Position identification records:
★ ★ ★ ★ ★ ★ ★

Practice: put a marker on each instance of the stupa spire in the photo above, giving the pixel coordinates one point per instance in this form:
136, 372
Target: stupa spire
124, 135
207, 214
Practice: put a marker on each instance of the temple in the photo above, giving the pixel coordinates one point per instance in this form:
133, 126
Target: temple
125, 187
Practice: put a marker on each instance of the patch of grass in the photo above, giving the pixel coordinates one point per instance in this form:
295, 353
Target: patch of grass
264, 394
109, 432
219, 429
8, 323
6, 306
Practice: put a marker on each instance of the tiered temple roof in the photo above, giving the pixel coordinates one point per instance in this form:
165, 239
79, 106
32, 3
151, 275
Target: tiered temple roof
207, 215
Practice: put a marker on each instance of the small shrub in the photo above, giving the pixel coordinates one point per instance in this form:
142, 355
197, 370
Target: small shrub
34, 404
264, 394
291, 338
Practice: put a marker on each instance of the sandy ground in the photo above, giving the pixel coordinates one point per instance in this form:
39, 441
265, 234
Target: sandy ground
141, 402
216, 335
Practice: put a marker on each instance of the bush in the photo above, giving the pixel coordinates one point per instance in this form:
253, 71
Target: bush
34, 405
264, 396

★ ★ ★ ★ ★ ★ ★

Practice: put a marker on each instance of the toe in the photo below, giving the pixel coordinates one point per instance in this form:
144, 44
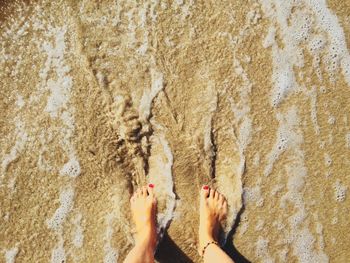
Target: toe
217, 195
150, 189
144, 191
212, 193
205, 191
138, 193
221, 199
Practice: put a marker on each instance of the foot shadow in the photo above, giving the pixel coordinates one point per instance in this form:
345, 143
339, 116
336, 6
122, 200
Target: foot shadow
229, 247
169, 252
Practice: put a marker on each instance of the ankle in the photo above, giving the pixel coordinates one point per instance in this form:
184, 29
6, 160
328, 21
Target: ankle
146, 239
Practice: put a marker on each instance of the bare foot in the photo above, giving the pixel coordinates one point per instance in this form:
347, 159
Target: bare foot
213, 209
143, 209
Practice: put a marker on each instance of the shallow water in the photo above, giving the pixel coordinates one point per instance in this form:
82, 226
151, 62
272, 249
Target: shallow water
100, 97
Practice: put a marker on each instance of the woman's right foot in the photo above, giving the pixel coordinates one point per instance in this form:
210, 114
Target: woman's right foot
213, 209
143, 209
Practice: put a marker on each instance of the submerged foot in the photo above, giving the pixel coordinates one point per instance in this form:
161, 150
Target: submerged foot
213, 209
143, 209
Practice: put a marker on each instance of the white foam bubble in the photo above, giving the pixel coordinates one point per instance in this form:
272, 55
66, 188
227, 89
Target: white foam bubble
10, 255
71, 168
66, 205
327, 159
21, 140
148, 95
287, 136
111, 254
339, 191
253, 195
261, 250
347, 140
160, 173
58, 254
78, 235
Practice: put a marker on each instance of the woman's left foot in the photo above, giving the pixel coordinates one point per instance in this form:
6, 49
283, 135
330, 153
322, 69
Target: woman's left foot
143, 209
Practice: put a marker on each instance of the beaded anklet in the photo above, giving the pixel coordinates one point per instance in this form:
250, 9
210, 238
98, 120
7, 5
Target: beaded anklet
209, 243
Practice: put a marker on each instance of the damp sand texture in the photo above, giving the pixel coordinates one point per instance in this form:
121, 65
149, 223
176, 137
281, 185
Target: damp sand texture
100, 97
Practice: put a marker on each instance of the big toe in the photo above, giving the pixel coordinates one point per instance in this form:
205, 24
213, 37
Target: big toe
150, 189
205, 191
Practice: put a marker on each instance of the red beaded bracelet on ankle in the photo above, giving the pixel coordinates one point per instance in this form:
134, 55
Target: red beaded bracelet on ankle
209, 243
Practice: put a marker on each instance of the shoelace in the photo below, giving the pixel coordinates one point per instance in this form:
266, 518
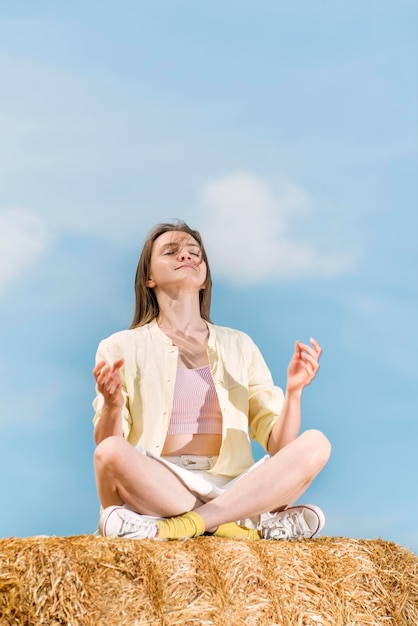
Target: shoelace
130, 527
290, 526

★ ★ ★ ★ ★ ★ ★

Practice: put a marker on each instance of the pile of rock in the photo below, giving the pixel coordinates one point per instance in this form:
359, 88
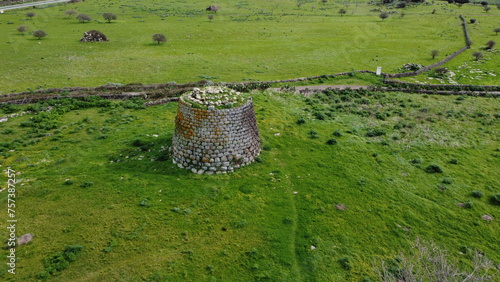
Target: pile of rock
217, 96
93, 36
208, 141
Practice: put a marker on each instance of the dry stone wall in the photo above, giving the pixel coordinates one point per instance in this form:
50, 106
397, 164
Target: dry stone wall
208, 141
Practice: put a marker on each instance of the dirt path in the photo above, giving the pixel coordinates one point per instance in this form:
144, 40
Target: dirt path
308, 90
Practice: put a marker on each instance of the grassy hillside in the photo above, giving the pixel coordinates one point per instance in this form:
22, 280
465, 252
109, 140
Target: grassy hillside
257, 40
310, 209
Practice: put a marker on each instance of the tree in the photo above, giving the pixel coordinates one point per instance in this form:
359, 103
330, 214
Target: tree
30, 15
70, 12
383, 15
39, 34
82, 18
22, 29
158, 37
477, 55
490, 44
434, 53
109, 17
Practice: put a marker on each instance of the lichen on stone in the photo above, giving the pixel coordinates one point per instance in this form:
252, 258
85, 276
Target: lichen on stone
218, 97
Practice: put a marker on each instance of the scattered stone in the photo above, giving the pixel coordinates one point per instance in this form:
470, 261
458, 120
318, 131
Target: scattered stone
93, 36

★ ★ ★ ★ ★ ★ ★

[SET PROBLEM] Identify each line in the data above that contains the word "shadow" and copy those lines.

[WRITTEN SOLUTION]
Practice: put a marker on each instance of the foot shadow in the photo above, giving the pixel coordinates one point per instance in this form:
Target: foot shadow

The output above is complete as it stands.